■ EXERCISE GOAL
All of the entries are to be printed exactly as they appear.

■ MATERIAL SHOWN
=== Begin Enclosure ===

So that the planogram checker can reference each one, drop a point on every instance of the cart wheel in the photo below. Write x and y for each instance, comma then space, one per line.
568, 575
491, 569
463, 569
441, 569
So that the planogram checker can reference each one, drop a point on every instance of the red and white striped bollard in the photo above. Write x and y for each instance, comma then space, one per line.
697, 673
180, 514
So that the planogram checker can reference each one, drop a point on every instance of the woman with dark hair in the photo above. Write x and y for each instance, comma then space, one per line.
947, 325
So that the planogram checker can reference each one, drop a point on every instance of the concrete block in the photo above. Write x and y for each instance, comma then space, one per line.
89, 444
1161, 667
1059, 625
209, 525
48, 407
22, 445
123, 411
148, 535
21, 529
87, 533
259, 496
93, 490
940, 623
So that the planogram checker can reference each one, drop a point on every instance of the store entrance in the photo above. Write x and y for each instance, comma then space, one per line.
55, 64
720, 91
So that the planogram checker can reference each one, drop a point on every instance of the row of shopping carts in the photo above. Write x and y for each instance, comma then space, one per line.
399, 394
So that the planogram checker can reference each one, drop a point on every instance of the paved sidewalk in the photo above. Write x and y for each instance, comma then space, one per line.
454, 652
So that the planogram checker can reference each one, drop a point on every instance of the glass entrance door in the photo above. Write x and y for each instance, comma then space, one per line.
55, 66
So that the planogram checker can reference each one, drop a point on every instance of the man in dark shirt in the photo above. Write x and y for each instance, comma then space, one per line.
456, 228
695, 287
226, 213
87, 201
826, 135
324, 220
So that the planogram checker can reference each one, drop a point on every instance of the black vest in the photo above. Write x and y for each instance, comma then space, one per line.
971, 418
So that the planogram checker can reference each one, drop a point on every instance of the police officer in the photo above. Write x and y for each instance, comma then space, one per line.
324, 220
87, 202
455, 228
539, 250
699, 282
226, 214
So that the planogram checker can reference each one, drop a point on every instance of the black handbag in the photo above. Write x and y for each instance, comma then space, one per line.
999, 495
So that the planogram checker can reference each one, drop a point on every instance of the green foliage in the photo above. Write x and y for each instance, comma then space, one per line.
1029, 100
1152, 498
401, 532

=== End Enclosure ===

■ RESULT OF THE EXERCISE
So that the planogram checker can reference each one, drop a point on every instance of the cart wheel in the photo below. Write x and y for each instance, comma then space, one per line.
568, 575
491, 569
463, 569
441, 569
So that the planogram checker can reference each one, drop a point on every instance of the red and white striped bollard in the photo above. Write x and y for each instance, comma then space, one per line.
697, 673
180, 514
So that the planogram checker can reference each one, drop a point on every instance of the woman with dark hair in the photo above. Write x and y for each instance, comma then space, one per line.
947, 325
So that the planogram checker can reference each one, drop a point on every instance of the concrete block in the photo above. Write x and y for each instance, comma then space, one per line.
89, 444
1161, 667
1059, 625
209, 525
48, 407
22, 445
123, 411
148, 535
21, 529
87, 533
259, 496
93, 490
940, 623
So that the planogram checker can reference each one, drop a point on every instance of the store entrance in the photo above. Write x and y for each instance, comma then space, one per line.
55, 64
720, 91
So that the planogram checker can reference each one, drop a point on every instance of the row of shopping carts in the photo above. Write x and y for each instance, comma then space, one per line.
399, 394
So that the planogram checker can reference each one, drop a point on every instance of the paved sidewalk in the photo above. Write x and y for each instance, comma then space, one per line.
454, 652
So that the planogram checker can reference each one, drop a point on every instance of the glass entrance door in the photo above. Write x and y for each instance, comma then space, one per line.
55, 66
So that the planogram checker can reference each one, drop a point on every instance of the man in dark shirt in the photo above. Write x and y for each instance, comma then space, one per line.
456, 228
695, 287
226, 213
87, 201
826, 135
324, 220
So that the planogram checker can reference each one, drop a point on every instance of the black vest in the photo above. Write x and y for each instance, comma then space, one per line.
971, 418
So that the planogram checker can reference each one, drop a point on every instance of the police officer in the photo above. Write x and y for each instance, comma then space, one per line.
324, 220
87, 202
455, 228
539, 250
699, 282
226, 214
So that the planogram checker can reference each one, drop a point on every instance of the black handbag in the photo above. Write x and y for each instance, comma then space, one per line.
999, 495
So that the planogram checker can reference each one, drop a point on every instance of the green foliage in the photo above. Write x and y for each instance, comma then space, one per line.
1029, 100
1152, 498
401, 532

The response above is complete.